Reading passage
▼▼▼
The Role of TPAs

Third Party Administrators operate much like independent CPA or law firms…providing continuing professional outside claims and benefit plan administration for client employers and benefit plans. TPAs often become the employee benefits office for the covered workers and employers in the client plan. By tradition, TPAs usually seek a behind-the-scenes role emphasizing the identity of the employer or sponsored plan…rather than blatant advertising of the name of the TPA firm. Thus, the names of even the largest TPA firms are often not widely known to the general public.

 

Most of the TPA client plans employ some degree of self-funding though the hallmark of the phenomenal success of TPAs in recent years has been their willingness to custom-design and implement plans for the specific needs of each employer or group of workers or health provider arrangement. Because efficient TPAs are often able to provide administration at 40% of what insurers and others charge, there has been a boom in recent years of insurance companies, Blue Cross/Blue Shield, HMOs medical providers and others outsourcing their administration to TPAs, for their plans.

 

Clients of TPAs include every size and format of employment…from large Taft-Hartley union/management jointly-administered plans…to custom-made for single employers..to cost-effective plans designed for related groups of employers in trade associations and other multiple employer configurations…to plans for state & local government workers…and employees of religious groups…to hospital & doctor sponsored plans (such as PHO, EPO, etc.)…to MSAs. Through innovation and careful planning, TPAs have led the way in making cost-effective group employee benefit coverage available to even the smallest employers.
▲▲▲
How to complete this task
Render this sentence from the passage on TPAs in Spanish: "Thus, the names of even the largest TPA firms are often not widely known to the general public." The records have nothing to do with the passage on TPAs.

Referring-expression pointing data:
▼▼▼
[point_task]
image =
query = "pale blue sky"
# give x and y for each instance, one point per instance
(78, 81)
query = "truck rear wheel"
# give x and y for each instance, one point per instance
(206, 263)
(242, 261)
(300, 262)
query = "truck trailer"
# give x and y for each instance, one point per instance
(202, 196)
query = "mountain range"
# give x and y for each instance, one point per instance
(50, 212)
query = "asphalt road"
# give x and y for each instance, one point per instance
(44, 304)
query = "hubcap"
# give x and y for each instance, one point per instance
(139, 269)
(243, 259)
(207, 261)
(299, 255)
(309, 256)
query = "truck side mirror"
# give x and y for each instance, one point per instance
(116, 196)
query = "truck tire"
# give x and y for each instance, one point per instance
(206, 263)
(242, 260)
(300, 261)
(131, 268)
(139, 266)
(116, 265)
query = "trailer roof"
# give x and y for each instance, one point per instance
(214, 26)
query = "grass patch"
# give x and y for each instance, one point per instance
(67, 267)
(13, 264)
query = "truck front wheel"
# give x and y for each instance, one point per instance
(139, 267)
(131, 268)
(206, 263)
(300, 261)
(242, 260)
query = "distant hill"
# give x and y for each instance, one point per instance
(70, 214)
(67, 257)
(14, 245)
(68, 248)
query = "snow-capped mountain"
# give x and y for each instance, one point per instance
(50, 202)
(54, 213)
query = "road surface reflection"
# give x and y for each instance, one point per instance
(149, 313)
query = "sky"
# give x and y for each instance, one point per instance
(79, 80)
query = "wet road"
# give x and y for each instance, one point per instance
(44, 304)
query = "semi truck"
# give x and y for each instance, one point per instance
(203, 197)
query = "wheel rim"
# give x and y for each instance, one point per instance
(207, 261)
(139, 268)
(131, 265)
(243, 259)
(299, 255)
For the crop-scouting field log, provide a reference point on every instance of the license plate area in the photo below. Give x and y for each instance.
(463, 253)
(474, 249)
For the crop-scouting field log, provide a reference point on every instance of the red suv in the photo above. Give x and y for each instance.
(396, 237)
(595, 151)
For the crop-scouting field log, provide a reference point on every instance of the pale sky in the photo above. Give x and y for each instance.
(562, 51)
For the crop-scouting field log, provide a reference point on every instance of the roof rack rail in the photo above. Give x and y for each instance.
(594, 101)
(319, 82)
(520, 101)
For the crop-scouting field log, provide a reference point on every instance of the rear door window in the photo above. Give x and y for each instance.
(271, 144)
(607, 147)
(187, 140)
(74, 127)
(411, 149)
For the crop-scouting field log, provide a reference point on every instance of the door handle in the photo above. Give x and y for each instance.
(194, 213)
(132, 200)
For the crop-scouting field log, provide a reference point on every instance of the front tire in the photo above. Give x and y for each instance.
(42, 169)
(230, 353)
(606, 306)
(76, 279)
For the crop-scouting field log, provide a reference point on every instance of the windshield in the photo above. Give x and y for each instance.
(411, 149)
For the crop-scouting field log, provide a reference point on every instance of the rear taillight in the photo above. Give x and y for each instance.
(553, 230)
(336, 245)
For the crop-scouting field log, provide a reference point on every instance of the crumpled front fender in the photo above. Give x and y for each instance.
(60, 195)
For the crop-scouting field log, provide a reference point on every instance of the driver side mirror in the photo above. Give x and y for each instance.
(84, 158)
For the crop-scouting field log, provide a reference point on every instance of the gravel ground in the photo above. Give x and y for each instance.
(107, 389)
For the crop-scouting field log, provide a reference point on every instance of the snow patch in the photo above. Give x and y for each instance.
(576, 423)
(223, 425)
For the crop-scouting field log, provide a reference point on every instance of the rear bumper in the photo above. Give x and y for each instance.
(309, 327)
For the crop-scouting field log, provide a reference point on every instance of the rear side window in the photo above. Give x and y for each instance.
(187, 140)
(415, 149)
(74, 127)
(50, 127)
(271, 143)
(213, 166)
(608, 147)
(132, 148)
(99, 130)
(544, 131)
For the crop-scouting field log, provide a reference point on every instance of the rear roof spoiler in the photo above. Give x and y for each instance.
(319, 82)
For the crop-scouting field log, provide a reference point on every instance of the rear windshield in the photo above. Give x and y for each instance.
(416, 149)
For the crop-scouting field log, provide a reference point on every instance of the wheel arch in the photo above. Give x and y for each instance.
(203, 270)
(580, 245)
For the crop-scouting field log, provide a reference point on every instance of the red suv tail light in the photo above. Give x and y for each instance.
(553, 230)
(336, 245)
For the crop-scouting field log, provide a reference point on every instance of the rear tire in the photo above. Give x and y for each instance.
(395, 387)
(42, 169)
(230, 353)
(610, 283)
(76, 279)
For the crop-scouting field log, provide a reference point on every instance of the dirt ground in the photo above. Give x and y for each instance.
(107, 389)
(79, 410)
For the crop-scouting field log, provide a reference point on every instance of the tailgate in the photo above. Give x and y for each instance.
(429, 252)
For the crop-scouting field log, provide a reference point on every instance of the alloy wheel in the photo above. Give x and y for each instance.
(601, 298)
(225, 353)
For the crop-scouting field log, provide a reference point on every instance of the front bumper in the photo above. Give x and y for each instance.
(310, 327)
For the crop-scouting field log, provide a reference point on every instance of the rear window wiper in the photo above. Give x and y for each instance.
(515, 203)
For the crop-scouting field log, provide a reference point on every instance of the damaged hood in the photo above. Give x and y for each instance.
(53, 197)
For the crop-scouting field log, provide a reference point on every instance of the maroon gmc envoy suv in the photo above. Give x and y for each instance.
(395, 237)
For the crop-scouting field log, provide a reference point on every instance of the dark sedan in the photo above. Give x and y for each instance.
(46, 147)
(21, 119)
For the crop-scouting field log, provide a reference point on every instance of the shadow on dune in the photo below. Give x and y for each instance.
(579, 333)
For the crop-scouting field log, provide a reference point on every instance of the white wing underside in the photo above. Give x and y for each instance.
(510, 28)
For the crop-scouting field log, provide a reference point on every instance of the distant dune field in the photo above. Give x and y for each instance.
▲▲▲
Answer to this task
Por lo tanto, los nombres incluso de las firmas de TPA más grandes a menudo no son ampliamente conocidos por el público en general.